Written request 1:
From the listing below, set down word for word the part that opens with the line containing "Where can the metal ceiling" and closes with the line containing "<point>466,708</point>", including both of those lines.

Sharing food brings people closer together. I’ve seen this as a restaurant diner and as a host. The necessity of physical proximity demanded by family-style eating invites an emotional closeness as well. It’s hard to reach, pass, share, and pick from the same plates while keeping up our personal barriers.
There is also a joy in ceding control to someone who might know something we don’t.
Recently I was out for dim sum. We were at a restaurant where I’ve eaten a hundred times, where I’ve settled into a routine gorging on char siu bao, turnip cakes, and pan-fried dumplings. But I was eating with a young chef who is also a regular, so I asked him to order for the group. He chose everything I never would, and soon the table was filled with chicken feet, tripe, squid, and tendon. And while the tripe did not sway me, the tendon was a revelation. The sumptuous cubes of collagen, rendered into a texture like a meat and soy-sauce-flavoured Jell-O, were something I never would have ordered on my own. And I was so happy to be exposed to something new.

Available records:
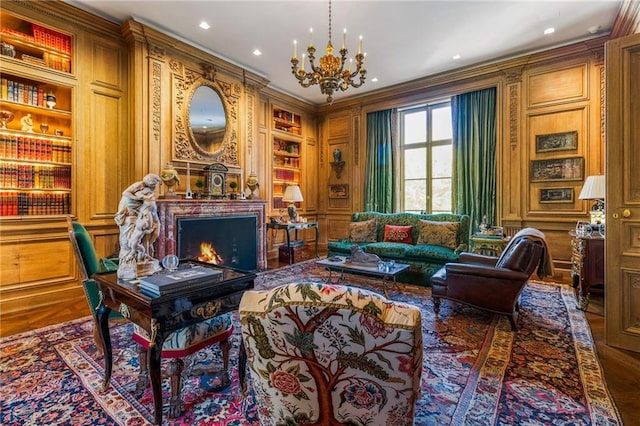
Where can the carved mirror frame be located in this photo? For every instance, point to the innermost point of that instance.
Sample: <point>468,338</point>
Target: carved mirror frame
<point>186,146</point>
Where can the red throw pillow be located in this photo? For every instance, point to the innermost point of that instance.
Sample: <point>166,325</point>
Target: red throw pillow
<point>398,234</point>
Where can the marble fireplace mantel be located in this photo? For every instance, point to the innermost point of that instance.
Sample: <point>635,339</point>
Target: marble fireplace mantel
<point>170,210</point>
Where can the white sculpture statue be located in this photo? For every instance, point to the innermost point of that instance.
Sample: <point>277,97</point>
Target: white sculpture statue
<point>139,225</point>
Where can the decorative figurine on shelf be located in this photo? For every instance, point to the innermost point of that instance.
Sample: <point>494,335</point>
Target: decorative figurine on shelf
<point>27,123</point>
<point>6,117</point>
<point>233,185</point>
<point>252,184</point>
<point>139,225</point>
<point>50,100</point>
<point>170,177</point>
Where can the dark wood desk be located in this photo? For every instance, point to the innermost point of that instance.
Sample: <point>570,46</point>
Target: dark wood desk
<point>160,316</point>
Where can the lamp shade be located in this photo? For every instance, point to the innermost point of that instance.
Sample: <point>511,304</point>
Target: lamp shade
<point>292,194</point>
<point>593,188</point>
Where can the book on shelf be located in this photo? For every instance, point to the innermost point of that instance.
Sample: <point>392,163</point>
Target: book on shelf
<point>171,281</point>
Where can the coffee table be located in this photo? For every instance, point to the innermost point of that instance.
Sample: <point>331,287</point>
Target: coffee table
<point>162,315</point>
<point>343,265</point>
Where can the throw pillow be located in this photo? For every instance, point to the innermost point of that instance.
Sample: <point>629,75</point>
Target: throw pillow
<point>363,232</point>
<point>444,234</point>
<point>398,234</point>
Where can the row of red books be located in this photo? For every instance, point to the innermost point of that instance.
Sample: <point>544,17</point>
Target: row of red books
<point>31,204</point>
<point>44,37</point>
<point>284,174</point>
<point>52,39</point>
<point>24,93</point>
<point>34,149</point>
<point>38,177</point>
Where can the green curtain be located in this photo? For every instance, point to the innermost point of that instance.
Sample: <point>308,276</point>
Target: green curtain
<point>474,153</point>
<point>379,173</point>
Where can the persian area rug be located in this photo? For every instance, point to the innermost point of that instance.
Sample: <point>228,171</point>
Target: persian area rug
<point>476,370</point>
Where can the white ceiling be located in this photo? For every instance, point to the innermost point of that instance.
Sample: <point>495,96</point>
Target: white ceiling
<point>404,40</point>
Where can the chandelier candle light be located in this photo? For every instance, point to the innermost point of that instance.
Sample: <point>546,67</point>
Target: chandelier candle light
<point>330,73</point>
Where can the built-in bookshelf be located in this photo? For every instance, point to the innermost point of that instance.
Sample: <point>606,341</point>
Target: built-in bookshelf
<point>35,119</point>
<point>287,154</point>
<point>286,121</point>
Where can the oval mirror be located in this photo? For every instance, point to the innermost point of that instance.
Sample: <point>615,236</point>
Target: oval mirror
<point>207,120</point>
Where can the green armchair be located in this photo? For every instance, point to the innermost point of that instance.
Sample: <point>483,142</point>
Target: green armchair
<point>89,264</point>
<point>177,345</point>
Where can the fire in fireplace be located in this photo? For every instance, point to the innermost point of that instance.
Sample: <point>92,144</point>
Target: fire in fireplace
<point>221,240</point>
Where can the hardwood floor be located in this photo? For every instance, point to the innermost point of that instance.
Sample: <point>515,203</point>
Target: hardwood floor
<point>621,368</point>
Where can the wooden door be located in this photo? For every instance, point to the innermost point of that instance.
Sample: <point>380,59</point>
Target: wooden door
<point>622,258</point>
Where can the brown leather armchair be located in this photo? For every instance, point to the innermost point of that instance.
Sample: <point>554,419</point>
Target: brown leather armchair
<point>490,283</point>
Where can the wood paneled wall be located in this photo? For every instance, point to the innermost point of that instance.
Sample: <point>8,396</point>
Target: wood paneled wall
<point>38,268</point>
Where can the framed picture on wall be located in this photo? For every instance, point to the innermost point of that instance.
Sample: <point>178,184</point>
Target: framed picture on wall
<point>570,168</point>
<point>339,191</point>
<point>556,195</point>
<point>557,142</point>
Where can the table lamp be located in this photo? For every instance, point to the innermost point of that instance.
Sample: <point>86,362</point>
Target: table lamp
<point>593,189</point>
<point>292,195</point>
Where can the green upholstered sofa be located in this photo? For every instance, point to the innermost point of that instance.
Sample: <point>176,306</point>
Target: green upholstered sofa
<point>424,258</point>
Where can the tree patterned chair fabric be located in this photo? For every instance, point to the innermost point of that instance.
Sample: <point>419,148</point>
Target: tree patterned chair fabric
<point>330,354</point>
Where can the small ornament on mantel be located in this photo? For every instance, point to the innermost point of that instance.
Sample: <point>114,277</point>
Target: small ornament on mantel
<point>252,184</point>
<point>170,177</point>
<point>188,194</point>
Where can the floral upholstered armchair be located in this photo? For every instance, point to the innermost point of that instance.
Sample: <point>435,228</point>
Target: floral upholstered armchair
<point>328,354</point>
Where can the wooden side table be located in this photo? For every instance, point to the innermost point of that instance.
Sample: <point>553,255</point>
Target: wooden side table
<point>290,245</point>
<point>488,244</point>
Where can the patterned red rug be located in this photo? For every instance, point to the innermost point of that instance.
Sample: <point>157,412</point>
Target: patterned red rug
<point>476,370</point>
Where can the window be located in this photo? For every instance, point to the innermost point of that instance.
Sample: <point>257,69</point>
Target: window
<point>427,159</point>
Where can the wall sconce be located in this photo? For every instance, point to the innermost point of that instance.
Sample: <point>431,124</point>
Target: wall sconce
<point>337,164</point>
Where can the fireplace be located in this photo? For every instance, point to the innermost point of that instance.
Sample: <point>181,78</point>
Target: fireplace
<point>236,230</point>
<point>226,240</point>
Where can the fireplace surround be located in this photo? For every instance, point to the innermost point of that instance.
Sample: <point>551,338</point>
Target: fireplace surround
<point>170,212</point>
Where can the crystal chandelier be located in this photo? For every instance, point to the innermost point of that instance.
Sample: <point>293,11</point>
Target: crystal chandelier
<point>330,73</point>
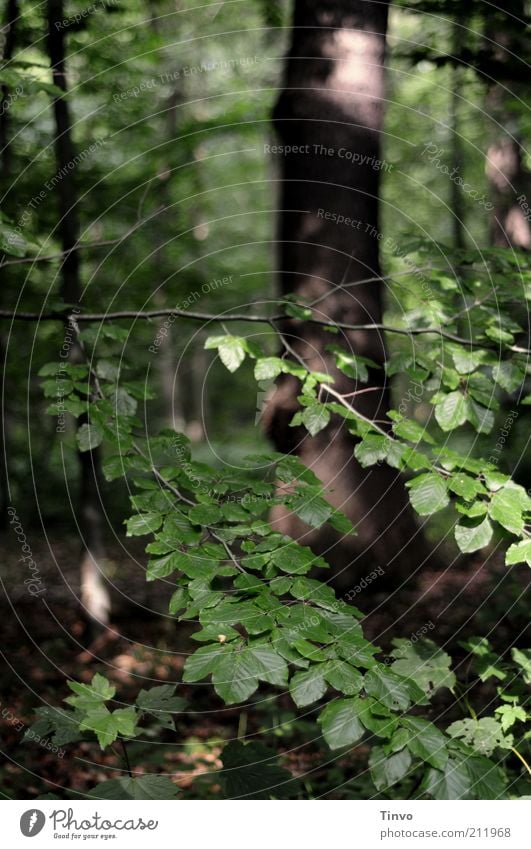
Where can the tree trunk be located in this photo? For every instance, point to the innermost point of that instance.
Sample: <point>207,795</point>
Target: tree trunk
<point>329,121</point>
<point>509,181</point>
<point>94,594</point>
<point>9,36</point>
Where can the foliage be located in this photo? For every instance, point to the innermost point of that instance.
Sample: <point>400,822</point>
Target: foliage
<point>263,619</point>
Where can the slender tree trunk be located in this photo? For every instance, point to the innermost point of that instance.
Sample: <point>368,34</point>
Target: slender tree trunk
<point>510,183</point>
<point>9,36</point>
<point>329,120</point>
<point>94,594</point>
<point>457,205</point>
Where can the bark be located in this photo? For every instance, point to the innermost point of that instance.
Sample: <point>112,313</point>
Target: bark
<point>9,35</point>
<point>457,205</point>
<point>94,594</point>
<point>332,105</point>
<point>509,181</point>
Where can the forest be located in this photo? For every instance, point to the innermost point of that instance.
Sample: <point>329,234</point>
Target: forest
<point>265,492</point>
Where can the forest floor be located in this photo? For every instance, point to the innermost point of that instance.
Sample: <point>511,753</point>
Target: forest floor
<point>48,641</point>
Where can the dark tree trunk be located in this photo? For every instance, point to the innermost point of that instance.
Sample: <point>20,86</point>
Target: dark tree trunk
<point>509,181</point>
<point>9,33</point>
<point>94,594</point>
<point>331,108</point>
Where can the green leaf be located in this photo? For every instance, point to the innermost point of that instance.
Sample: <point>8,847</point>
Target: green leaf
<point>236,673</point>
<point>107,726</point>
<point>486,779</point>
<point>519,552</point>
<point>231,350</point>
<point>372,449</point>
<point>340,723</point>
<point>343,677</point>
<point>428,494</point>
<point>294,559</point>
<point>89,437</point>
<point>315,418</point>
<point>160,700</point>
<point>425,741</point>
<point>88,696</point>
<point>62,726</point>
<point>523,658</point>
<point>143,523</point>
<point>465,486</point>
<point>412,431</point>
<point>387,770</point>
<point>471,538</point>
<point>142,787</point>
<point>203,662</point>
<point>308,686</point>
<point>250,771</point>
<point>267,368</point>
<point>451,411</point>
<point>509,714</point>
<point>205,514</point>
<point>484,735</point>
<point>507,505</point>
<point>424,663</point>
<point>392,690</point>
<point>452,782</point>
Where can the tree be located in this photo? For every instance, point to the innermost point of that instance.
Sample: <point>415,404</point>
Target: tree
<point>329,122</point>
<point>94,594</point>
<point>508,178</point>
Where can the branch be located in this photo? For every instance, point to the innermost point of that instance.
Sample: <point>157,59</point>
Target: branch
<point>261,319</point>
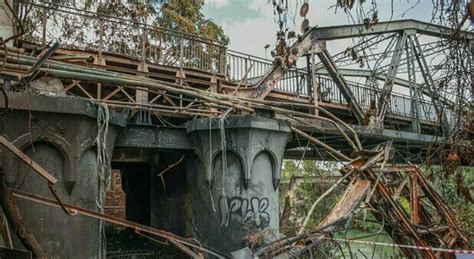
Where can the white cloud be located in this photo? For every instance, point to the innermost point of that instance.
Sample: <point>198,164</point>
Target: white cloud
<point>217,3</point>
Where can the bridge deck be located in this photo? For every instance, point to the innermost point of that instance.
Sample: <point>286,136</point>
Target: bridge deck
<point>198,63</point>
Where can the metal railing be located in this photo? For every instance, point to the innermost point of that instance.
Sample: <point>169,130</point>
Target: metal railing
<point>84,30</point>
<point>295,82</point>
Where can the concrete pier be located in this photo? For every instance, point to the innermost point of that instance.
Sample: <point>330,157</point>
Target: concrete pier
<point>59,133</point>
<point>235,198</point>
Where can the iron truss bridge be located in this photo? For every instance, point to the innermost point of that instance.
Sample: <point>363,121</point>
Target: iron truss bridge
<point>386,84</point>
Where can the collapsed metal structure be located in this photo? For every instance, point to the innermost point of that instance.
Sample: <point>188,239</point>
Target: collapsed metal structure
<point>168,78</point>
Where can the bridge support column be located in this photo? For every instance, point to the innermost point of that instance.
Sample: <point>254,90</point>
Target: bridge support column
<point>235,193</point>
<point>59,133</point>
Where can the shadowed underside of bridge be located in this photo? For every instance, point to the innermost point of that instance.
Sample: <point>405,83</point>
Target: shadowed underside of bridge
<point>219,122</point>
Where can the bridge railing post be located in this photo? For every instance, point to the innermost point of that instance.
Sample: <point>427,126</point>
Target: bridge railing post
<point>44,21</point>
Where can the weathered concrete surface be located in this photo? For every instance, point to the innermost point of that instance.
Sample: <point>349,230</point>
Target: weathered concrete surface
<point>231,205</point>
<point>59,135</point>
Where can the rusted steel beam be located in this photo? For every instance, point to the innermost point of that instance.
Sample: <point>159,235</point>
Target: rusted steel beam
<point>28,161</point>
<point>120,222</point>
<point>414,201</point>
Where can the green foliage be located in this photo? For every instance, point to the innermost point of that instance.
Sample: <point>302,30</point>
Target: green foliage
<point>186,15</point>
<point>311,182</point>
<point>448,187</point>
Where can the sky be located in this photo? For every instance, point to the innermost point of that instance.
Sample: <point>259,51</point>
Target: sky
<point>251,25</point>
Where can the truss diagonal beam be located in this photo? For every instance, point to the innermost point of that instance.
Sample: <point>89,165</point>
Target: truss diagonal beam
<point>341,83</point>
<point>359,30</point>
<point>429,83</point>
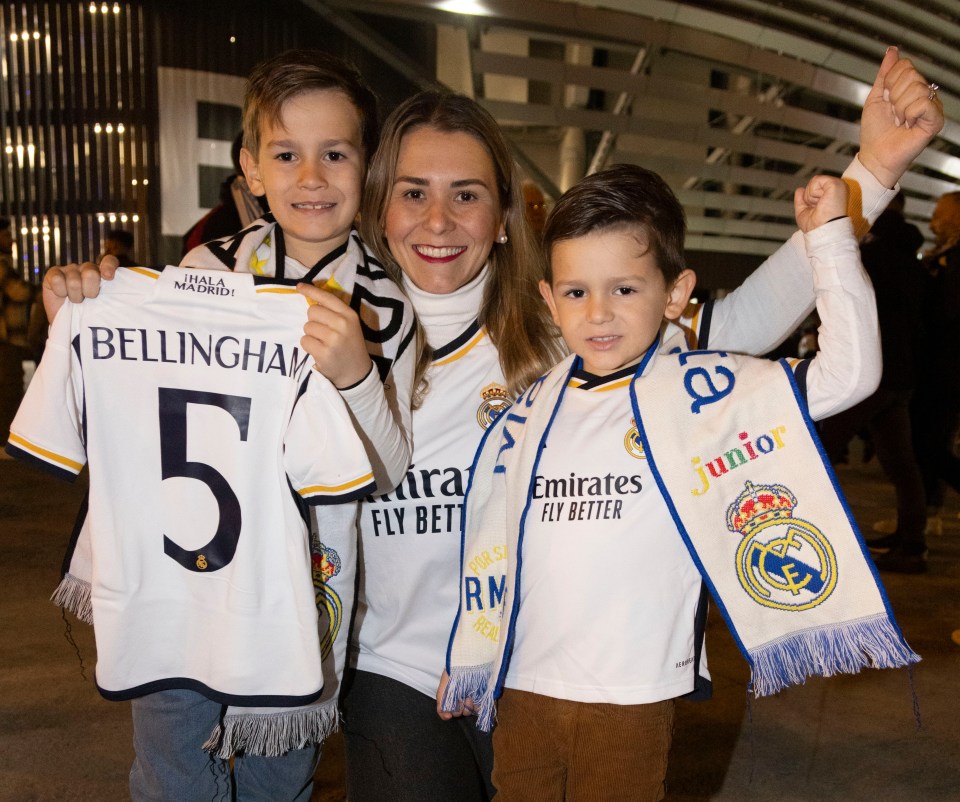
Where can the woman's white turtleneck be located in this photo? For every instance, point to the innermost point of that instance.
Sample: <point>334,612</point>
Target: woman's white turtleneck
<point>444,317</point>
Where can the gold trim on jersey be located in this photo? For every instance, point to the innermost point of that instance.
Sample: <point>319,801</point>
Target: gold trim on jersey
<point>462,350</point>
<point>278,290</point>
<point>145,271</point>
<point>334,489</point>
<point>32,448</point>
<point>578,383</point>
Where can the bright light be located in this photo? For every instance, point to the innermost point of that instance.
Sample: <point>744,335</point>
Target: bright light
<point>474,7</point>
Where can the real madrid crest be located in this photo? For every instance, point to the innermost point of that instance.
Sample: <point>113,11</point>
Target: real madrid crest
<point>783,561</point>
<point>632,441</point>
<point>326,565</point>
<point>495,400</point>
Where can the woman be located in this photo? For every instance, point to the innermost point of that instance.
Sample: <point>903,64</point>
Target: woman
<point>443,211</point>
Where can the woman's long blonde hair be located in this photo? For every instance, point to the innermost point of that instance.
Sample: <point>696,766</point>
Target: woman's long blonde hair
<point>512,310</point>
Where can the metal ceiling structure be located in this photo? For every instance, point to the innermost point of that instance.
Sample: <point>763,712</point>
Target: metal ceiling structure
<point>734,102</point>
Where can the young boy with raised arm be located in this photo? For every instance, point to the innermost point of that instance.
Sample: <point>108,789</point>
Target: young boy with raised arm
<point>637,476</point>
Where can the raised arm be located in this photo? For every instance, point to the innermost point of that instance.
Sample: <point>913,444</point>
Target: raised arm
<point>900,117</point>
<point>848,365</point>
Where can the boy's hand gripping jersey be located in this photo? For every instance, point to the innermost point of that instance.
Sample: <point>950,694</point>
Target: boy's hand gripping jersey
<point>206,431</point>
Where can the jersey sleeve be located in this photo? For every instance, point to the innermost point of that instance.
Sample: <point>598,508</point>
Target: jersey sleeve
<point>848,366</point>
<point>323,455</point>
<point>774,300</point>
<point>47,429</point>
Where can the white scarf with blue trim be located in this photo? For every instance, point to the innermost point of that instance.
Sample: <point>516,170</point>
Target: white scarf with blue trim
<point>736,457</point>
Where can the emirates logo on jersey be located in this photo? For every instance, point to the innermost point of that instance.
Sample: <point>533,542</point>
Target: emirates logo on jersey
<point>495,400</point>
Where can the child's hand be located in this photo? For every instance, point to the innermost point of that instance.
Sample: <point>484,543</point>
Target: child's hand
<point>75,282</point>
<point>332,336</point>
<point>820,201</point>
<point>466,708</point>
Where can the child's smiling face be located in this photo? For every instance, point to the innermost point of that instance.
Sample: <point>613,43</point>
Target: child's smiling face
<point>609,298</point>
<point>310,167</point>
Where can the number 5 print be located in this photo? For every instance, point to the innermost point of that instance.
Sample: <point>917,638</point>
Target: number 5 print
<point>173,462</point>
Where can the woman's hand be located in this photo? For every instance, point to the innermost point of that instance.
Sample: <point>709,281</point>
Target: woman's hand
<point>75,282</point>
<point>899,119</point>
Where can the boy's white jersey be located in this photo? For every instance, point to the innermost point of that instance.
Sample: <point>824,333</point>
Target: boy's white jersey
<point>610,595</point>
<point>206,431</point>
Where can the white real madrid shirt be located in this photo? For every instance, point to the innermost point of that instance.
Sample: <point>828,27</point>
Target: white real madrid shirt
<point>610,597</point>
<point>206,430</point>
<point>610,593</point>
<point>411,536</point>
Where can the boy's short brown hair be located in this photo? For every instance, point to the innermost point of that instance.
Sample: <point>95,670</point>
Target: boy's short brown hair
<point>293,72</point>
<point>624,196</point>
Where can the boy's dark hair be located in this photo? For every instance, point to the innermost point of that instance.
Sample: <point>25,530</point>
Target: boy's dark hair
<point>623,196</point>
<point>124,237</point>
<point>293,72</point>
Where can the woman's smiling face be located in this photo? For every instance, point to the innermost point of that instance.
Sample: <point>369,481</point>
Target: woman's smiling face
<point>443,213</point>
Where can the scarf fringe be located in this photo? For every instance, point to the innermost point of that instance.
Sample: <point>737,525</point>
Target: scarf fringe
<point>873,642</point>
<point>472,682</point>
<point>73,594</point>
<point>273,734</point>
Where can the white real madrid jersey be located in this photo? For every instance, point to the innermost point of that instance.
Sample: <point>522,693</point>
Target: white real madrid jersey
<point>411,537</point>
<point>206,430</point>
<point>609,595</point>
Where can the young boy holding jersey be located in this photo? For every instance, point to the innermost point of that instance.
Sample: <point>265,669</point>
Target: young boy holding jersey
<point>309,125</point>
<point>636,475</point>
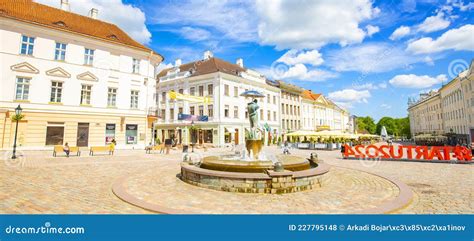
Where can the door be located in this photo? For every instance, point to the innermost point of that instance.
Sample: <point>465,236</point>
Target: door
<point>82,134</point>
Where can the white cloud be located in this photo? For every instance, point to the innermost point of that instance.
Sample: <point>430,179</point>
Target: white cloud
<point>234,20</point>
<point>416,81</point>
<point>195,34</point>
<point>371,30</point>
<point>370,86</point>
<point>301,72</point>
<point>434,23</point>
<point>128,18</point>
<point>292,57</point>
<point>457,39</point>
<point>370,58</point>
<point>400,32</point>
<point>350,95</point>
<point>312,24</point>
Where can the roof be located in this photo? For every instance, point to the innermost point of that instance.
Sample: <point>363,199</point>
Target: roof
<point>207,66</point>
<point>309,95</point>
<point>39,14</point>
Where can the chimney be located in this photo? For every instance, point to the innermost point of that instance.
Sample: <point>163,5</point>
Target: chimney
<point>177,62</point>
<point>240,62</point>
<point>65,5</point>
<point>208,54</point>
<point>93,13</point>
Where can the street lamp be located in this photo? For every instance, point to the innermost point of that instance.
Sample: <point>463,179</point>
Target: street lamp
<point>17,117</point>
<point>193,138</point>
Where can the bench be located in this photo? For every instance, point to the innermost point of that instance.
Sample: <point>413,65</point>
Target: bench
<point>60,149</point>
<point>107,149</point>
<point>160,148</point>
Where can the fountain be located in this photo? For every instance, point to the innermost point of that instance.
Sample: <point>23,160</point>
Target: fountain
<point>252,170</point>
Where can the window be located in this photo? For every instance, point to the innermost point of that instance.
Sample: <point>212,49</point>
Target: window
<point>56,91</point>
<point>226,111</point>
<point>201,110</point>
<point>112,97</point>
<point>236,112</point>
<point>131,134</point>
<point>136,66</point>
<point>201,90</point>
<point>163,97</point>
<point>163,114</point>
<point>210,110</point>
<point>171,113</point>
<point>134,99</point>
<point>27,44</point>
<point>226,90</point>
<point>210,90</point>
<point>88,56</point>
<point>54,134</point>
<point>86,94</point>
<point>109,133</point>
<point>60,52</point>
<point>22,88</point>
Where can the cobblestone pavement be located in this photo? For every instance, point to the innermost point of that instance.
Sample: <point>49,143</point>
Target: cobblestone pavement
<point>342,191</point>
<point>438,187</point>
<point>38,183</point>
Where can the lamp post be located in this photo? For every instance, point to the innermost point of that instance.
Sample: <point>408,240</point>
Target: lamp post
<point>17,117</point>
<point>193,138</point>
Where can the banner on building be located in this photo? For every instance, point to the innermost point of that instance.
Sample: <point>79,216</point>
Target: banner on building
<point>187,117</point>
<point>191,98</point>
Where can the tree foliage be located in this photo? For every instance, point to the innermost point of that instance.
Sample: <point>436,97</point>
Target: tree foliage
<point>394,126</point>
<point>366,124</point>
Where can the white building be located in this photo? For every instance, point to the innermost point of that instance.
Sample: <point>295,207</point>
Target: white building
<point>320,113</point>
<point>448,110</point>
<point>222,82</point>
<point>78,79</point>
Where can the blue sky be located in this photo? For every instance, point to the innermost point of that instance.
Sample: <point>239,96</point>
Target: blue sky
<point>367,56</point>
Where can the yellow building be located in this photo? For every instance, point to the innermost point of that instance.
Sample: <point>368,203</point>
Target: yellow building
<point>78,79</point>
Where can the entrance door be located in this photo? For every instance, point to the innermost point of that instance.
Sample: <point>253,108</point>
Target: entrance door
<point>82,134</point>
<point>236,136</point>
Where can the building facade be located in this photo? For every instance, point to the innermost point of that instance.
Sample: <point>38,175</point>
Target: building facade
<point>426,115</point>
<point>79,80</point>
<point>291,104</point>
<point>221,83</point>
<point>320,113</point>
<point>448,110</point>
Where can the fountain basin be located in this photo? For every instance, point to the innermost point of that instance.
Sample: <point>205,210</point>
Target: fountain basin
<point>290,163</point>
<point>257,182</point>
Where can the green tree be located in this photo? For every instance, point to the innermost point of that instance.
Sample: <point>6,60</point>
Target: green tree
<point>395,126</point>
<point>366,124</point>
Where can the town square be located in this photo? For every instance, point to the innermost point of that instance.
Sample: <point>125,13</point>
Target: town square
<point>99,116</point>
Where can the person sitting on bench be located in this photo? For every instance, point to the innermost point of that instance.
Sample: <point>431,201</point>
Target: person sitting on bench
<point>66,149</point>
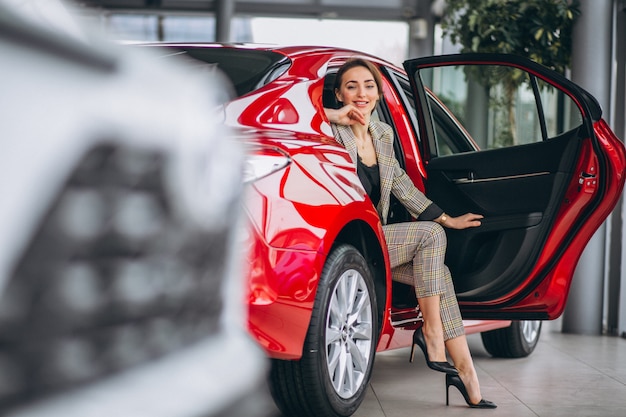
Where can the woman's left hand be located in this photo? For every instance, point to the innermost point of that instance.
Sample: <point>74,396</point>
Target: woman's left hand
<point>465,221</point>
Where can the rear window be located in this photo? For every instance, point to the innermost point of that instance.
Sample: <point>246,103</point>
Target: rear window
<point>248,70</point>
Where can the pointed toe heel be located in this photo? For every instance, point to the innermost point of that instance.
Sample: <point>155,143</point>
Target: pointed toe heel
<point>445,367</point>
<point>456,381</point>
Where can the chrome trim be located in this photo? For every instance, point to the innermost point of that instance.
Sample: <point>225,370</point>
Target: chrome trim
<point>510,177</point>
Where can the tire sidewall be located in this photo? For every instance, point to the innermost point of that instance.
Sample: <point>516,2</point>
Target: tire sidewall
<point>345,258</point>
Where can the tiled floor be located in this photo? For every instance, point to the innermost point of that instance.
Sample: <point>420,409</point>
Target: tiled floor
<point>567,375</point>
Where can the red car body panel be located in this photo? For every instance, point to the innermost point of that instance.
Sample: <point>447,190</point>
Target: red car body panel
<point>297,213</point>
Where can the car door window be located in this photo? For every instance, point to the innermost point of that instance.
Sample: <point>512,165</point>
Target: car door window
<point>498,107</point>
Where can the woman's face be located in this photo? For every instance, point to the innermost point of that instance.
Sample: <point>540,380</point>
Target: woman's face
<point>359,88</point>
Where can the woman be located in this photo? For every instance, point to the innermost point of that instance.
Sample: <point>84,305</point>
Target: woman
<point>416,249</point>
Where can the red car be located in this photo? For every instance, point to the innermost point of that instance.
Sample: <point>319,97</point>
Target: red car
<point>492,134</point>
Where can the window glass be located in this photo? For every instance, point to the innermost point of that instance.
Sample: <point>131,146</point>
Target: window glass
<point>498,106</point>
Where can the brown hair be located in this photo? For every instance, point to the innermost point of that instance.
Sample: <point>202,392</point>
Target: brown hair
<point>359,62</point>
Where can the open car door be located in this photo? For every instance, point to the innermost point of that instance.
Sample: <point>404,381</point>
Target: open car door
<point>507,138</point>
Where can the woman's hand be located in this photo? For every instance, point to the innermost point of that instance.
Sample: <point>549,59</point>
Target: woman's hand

Written request 2:
Extract the part of the passage on sharing food that opens with the words containing "Sharing food brings" and closes with "our personal barriers.", copying it without any change.

Correct result 1:
Where can the metal ceiling structure be located in this photo? For every instance, point to the innermost point of that instance.
Sample: <point>763,712</point>
Target: metal ceiling structure
<point>734,102</point>
Where can the young boy with raised arm be located in this photo? For every instance, point to the innermost point of that instance.
Sample: <point>108,789</point>
Target: young boy with raised arm
<point>637,476</point>
Where can the raised arm be located in this photo? For every instance, point to the innermost point of that instance.
Sample: <point>913,444</point>
Target: raised arm
<point>900,117</point>
<point>848,365</point>
Where can the boy's hand gripping jersey be located in this photo? For every instance, point to the innermost point of that instance.
Sample: <point>950,694</point>
Target: boy's hand gripping jersey
<point>206,431</point>
Where can the jersey sleeve be located in this photo? For every instance, point to the innermost point of that instance.
Sample: <point>598,508</point>
Target: jersey sleeve
<point>848,366</point>
<point>323,455</point>
<point>774,300</point>
<point>47,429</point>
Where can the white scarf with blue trim be located in this photo? For every instance, point to the innermost point of that instance.
Sample: <point>516,170</point>
Target: white scarf with blue trim
<point>736,457</point>
Where can the emirates logo on jersey be located in this photo? For every instance, point to the innermost point of that instance.
Sample: <point>533,542</point>
Target: emirates logo on jersey
<point>495,400</point>
Where can the child's hand be located in this photo? For every instance, point to the innermost point of that instance.
Sample: <point>484,543</point>
Target: child's hand
<point>75,282</point>
<point>332,336</point>
<point>820,201</point>
<point>466,708</point>

Correct result 2:
Sharing food brings people closer together. I’ve seen this as a restaurant diner and as a host. The necessity of physical proximity demanded by family-style eating invites an emotional closeness as well. It’s hard to reach, pass, share, and pick from the same plates while keeping up our personal barriers.